# start of Passage to read

# [SOLVED] help with sound driver



## CaptainRiz (Oct 22, 2010)

I was using GameBooster, and it recommended I update my audio driver, so I thought what the heck I'll do it. it then directed me to this site: http://www.realtek.com/downloads/do...=23&Level=4&Conn=3&DownTypeID=3&GetDown=false I selected the second one from the top and tried to install it. then windows came up with a warning saying that this program hasn't been proven to be compatible with windows xp so I clicked stop installation. but I guess it had already uninstalled my old audio driver so then I had no sound on my computer.

I then decided to try to install the driver again just for the heck of it and it won't work because of "code 10"

I then searched for the correct audio driver for my computer on the gateway website (the correct one is this one: http://support.gateway.com/support/...dio Driver version: 6.14.10.575&uid=253335202) but when I try to install that one it fails. 

I would really like some help finding an audio driver that will work for me

additional information: I've lurked about my problem a bit on here and have already downloaded the Everest program.

# end of Passage to read

Exercise a:
Count the lines in the rows that contain the string "white", and reply with only the number.
The rows that follow are unrelated to the forum thread about the sound driver.

# start of Dataset rows

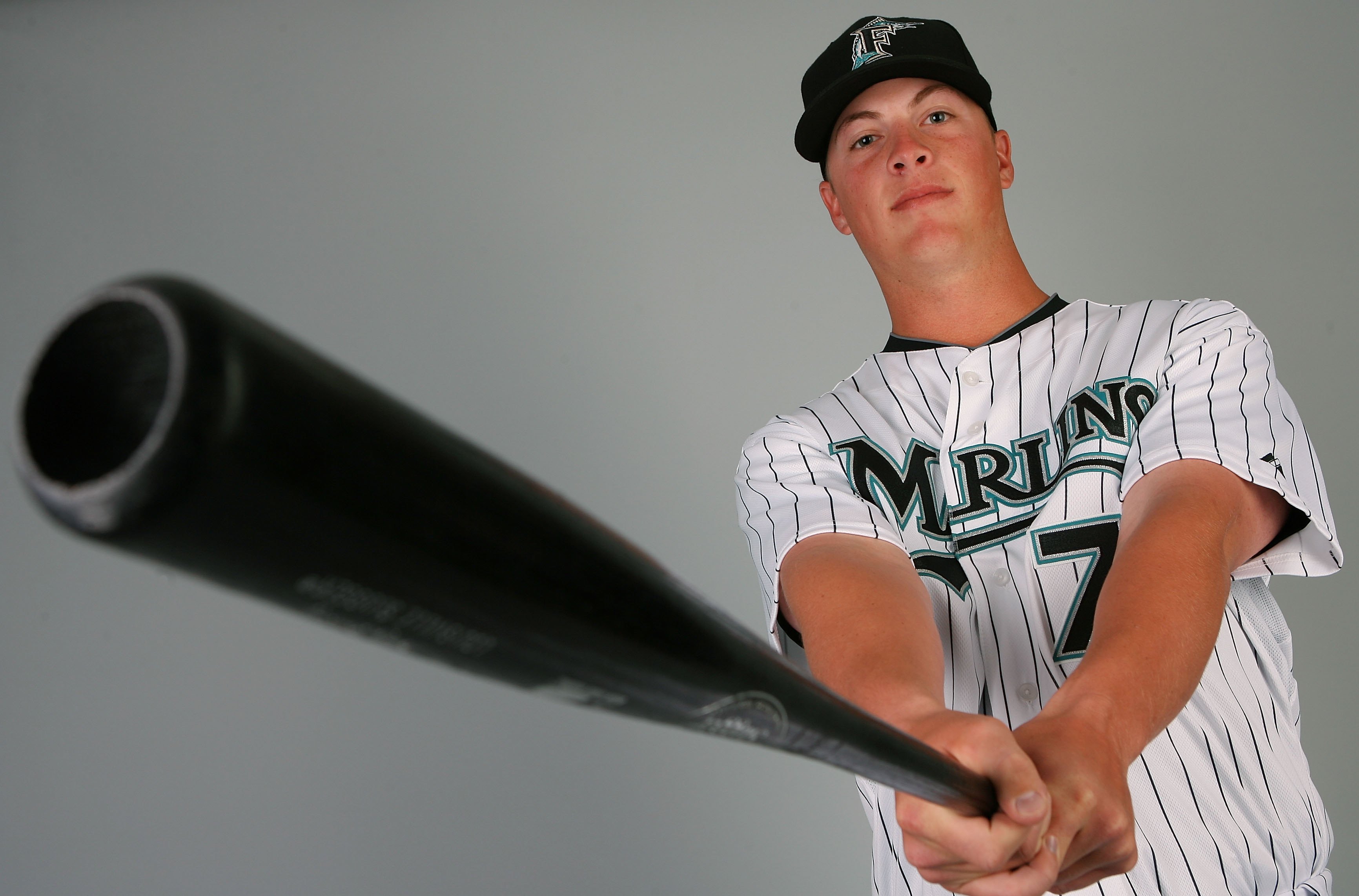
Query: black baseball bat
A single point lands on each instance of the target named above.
(164, 421)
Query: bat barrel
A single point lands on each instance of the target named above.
(164, 421)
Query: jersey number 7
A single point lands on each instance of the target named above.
(1089, 539)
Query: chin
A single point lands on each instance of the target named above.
(933, 241)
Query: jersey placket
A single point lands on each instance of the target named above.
(993, 585)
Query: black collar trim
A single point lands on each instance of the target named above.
(1043, 313)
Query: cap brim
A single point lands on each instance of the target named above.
(813, 132)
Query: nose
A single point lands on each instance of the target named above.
(908, 154)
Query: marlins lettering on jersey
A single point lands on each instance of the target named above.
(1002, 472)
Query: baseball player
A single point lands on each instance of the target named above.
(1039, 534)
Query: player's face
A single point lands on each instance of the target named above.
(915, 173)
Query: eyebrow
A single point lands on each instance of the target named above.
(869, 113)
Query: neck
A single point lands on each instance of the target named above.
(964, 302)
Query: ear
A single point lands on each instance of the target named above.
(1006, 164)
(838, 218)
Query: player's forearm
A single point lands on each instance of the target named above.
(1161, 608)
(1156, 625)
(866, 625)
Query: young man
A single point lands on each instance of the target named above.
(1036, 535)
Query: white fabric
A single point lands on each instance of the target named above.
(1002, 471)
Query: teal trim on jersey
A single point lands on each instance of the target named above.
(1017, 464)
(1092, 554)
(942, 557)
(881, 494)
(1128, 415)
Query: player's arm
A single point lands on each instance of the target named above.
(869, 633)
(1186, 527)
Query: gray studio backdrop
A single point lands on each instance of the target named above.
(578, 234)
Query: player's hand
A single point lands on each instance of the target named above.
(1092, 808)
(1004, 856)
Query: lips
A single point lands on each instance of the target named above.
(919, 195)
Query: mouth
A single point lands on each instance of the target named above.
(919, 196)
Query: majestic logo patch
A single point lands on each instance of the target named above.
(872, 41)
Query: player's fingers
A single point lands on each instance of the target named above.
(937, 837)
(1109, 852)
(1032, 879)
(1095, 875)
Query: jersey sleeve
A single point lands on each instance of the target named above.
(789, 488)
(1219, 400)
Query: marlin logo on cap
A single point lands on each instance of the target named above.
(878, 36)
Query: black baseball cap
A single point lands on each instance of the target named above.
(874, 49)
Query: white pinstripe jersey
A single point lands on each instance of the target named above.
(1002, 471)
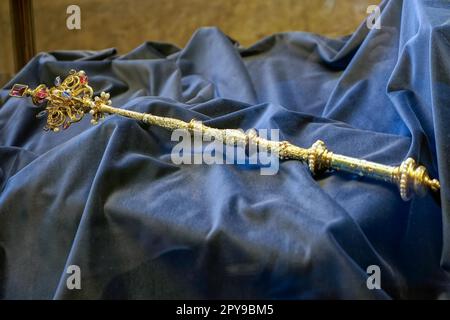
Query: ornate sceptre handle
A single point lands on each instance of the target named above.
(69, 100)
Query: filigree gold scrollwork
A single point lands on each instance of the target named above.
(69, 100)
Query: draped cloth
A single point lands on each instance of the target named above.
(108, 198)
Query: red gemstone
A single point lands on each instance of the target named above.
(18, 90)
(41, 95)
(83, 79)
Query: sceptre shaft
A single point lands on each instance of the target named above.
(70, 99)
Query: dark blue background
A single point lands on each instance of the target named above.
(108, 198)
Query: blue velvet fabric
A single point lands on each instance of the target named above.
(108, 198)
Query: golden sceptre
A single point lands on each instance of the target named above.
(70, 99)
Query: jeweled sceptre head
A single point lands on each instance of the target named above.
(66, 102)
(70, 99)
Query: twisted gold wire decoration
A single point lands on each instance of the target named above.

# end of Dataset rows

Exercise b:
Extend the forum thread about the sound driver problem, picking up right after its last sentence.

Written reply a:
2

Written reply b:
----------



## CaptainRiz (Oct 22, 2010)

*Re: help with sound driver*

also, I can't seem to uninstall the bad driver. it keeps showing up even though I uninstall it.


----------



## oscer1 (Jan 27, 2010)

*Re: help with sound driver*

hi
have you tried rolling back the driver? or try doing a restore to a day before you did the driver install.


----------



## CaptainRiz (Oct 22, 2010)

*Re: help with sound driver*

I did try rolling back the driver, and it said there was no back-up which is odd. I tried to do a system restore but it said that there was no change since the last restore and wouldn't go back. system restore has never worked for me because of that and I don't understand it.


----------



## oscer1 (Jan 27, 2010)

*Re: help with sound driver*

code 10 is for missing driver, have you tried manually instally the driver? uninstall the updated one then goto device manager and under your sound card right click and search for driver


----------



## CaptainRiz (Oct 22, 2010)

*Re: help with sound driver*

already tried that, and it tries to install the bad one again.


----------



## oscer1 (Jan 27, 2010)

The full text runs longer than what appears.